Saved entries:
- - - - - - -

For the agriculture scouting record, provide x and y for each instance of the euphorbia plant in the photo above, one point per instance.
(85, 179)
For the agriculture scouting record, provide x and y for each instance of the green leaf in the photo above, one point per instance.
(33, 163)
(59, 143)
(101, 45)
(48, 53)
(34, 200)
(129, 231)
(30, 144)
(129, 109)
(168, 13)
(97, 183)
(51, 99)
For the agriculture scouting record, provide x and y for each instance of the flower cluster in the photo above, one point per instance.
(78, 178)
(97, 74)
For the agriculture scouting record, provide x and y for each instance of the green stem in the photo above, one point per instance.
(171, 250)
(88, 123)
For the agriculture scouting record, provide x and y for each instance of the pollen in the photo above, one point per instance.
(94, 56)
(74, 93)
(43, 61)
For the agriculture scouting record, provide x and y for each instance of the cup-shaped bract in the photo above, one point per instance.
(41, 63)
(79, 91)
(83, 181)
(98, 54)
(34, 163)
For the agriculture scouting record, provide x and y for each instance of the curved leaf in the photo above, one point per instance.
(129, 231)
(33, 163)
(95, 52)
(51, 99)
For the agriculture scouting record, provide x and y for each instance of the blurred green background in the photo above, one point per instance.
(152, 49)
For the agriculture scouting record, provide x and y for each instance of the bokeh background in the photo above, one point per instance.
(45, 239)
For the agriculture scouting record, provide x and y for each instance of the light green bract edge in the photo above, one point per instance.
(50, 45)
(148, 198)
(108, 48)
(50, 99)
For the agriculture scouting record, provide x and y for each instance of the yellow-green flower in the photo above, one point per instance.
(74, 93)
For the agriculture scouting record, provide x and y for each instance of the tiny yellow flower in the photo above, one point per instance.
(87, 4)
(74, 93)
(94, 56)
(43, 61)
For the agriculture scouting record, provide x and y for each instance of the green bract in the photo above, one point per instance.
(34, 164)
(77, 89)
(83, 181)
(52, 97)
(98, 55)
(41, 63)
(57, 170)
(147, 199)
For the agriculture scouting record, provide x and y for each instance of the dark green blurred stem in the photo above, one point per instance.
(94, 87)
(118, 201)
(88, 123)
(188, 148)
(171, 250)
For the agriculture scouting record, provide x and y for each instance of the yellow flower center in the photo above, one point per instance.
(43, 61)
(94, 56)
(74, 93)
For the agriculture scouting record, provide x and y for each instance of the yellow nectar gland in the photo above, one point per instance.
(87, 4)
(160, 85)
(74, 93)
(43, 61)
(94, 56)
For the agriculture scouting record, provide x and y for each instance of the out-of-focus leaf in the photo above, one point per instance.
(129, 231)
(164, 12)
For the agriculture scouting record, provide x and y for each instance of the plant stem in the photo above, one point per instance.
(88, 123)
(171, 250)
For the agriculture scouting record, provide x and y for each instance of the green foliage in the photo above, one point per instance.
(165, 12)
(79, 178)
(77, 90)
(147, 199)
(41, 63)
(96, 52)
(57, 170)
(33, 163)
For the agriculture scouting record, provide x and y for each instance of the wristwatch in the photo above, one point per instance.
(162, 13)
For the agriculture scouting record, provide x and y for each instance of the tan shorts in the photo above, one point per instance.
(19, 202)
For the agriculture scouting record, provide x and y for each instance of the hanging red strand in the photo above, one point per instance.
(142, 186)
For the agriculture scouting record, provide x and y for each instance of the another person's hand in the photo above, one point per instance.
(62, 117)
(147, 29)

- - - - - - -

» **Try it**
Write out, exactly as given, the line containing "of the out-of-focus" and every line after it to the end of the records. Include nothing else.

» **Output of the task**
For the agriculture scouting record, provide x and y for each instance of the out-of-focus leaf in the photo above, one point per instance.
(129, 231)
(164, 12)
For the agriculture scouting record, provide x and y for each instance of the plant stem in the photo above, one point per instance.
(88, 123)
(171, 250)
For the agriculture scouting record, provide x and y for each instance of the green foliage in the photo above, one point per instance.
(165, 12)
(79, 178)
(77, 90)
(147, 199)
(41, 63)
(96, 52)
(57, 170)
(33, 163)
For the agriculture scouting record, provide x and y for each instance of the wristwatch in the photo above, one point per instance.
(162, 13)
For the agriculture scouting record, provide x and y for each instance of the tan shorts in the photo above, one point per instance.
(19, 202)
For the agriculture scouting record, provide x and y for each instance of the hanging red strand in the photo above, one point per instance.
(142, 186)
For the agriculture scouting record, provide x and y for each instance of the another person's hand in the photo above, one point per instance.
(62, 117)
(147, 29)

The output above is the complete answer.